» **EXTRACTED TEXT**
Yet how do we develop new friendships when our life circumstances have changed?
“Friendship starts with commonality,” advises Roth. “Find like-minded people who share your values and once you connect, be prepared to invest time and energy.”
At the end of the day, being pro-active works best. “My mantra is ‘get out there,’ ” says clinical psychologist and director of CPConsulting, Dr Simon Kinsella. “Do something you enjoy doing, whether it be a sport or going to art exhibitions or learning a new language or skill. If you do something you’re interested in, then you’ll meet like-minded people. If you don’t know what you would like, try lots of things. And if you are moving to a new city, get involved in lots of things quickly and meet lots of people. That way, you’ll soon get to know the people you like the most. Then you can reduce the amount of activity and focus on doing the things you love the most with people you really connect with.”
On a sunny morning, eight months after our move, I did just that. I filled a plastic container with warm porridge, another with sliced strawberries, plonked my daughter into her pram, left our apartment and headed for the beach.
At first, having breakfast on the boardwalk was a disaster. With no Peppa Pig screening on TV in the background, I had a riot on my hands. I had to deal with spat-out food, porridge all over our clothes, screaming (her) and red faces (both of us).
The next day I was sorely tempted to remain in the safety of our apartment, but I forced myself to pack my daughter’s breakfast, put her in the stroller and set out again. That day was even worse: broken apple purée jar, punctured pram tyre. But I persisted and in the days that followed, things gradually got easier.
We got to know the locals. Café owners, dog walkers, council workers . . . many of whom started smiling and waving to us as we passed. Then other mums pushing prams began to stop and say hello. After months of reading parenting blogs on the internet, I was happy to swap stories with other mothers face-to-face. Every sleepless night, tantrum and nappy disaster: we were open to venting about anything.
After several weeks, one of the mums mentioned that a group of mothers with toddlers met every Wednesday in the park. Did I want to join them?

» **DATA RECORDS**
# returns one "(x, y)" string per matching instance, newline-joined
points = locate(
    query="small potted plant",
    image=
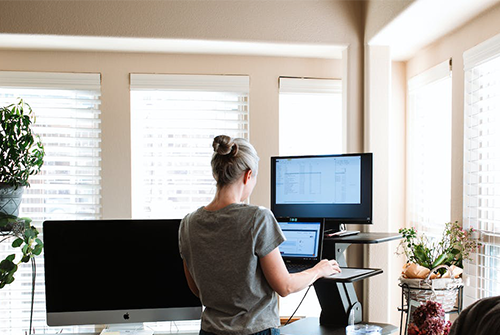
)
(434, 267)
(21, 154)
(25, 238)
(428, 319)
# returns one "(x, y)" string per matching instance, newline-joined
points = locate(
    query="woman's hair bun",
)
(224, 145)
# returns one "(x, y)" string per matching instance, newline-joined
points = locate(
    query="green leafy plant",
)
(25, 238)
(21, 151)
(455, 246)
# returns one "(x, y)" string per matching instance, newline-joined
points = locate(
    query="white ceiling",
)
(425, 21)
(420, 24)
(125, 44)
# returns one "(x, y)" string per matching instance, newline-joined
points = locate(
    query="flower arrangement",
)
(428, 319)
(455, 246)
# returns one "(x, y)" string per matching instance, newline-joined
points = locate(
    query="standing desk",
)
(338, 298)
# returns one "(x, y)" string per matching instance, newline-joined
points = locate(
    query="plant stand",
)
(408, 305)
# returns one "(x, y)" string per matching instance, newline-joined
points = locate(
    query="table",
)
(311, 326)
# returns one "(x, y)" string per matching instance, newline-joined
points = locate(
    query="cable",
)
(300, 303)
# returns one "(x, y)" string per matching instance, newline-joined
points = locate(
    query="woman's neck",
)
(225, 196)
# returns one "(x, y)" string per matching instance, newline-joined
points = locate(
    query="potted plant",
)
(21, 154)
(428, 319)
(25, 238)
(434, 267)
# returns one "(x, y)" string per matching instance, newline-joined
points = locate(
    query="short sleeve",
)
(267, 234)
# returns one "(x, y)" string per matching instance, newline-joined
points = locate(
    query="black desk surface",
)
(311, 326)
(364, 238)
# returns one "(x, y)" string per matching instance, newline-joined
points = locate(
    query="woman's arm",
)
(191, 283)
(285, 283)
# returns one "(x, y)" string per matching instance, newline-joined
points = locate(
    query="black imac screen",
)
(114, 265)
(335, 187)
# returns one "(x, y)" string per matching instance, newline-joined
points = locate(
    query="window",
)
(429, 150)
(310, 123)
(310, 112)
(174, 120)
(66, 107)
(482, 166)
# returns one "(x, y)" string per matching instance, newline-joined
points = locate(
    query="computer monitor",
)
(335, 187)
(115, 271)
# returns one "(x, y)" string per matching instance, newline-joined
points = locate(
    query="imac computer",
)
(115, 272)
(335, 187)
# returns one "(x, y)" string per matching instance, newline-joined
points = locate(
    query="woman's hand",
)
(327, 267)
(285, 283)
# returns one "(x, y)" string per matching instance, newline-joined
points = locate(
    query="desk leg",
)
(338, 300)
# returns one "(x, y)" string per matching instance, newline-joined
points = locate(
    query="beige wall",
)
(453, 46)
(323, 21)
(115, 69)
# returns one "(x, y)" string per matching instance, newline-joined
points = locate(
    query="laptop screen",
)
(304, 238)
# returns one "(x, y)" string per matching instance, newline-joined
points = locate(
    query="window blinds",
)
(482, 165)
(66, 106)
(313, 109)
(429, 150)
(174, 120)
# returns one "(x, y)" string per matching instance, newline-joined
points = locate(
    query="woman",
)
(230, 251)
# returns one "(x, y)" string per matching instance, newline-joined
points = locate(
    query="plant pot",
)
(10, 199)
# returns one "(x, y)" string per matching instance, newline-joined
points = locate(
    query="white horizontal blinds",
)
(174, 120)
(429, 150)
(482, 165)
(310, 112)
(66, 106)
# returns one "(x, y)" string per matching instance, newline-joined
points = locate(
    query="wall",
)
(115, 69)
(324, 21)
(453, 46)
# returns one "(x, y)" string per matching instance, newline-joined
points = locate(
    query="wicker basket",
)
(442, 290)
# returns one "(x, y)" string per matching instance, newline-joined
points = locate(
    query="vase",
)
(10, 199)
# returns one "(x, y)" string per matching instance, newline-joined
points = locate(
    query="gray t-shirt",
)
(222, 249)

» **TASKS TO COMPLETE**
**a)** Copy the passage on making new friends from "At first, having" up to and including "(both of us).".
**b)** In the passage on making new friends, what does Dr Simon Kinsella say his mantra is?
**c)** Please continue the passage on making new friends from where it stops.

» **RESULTS OF THE TASKS**
**a)**
At first, having breakfast on the boardwalk was a disaster. With no Peppa Pig screening on TV in the background, I had a riot on my hands. I had to deal with spat-out food, porridge all over our clothes, screaming (her) and red faces (both of us).

**b)** His mantra is "get out there."

**c)**
The lawn was spread with tartan picnic blankets, the play area teeming with squealing toddlers. Parking the stroller in the shade of a tree, I hung back for a second. Did they really want me there? For all I knew, the other mum was just being polite. There was a knot in my stomach and I felt like going home.
But after a moment I took my daughter from the pram and we walked over and joined them. A circle of smiling faces squinted up at us. I introducing myself and placed a container of oatmeal biscuits I’d made among the apple slices, muffins and little packets of raisins that had been brought out for the morning get-together.
Over the next hour we talked and laughed. We swapped phone numbers. We fed our children and played on the swings and slides. Finally, when the whimpering and crying started, we split up with plans to meet again at the same time the next Wednesday. As I headed home I thought of my old friends and it occurred to me that even though they were less available to me during this stage of my life, it didn’t mean that I’d lost them forever.
Last week marked a year since I’ve been going to the park. And what began as a mothers’ group has evolved into a bunch of local friends. Getting out taught me that new friendships can form at any stage of life. It also opened my eyes to what was sitting there right in front of me.
“Your daughter has a lovely name,” a mother of twin boys said to me on that first morning in the park. “Amity. What does it mean?”
I looked down at my daughter. She’d twisted around in my lap at the sound of her name. I brushed the curls from her forehead and she giggled, burying her face in my yellow dress.
“It’s Latin,” I said. “It means friendship.”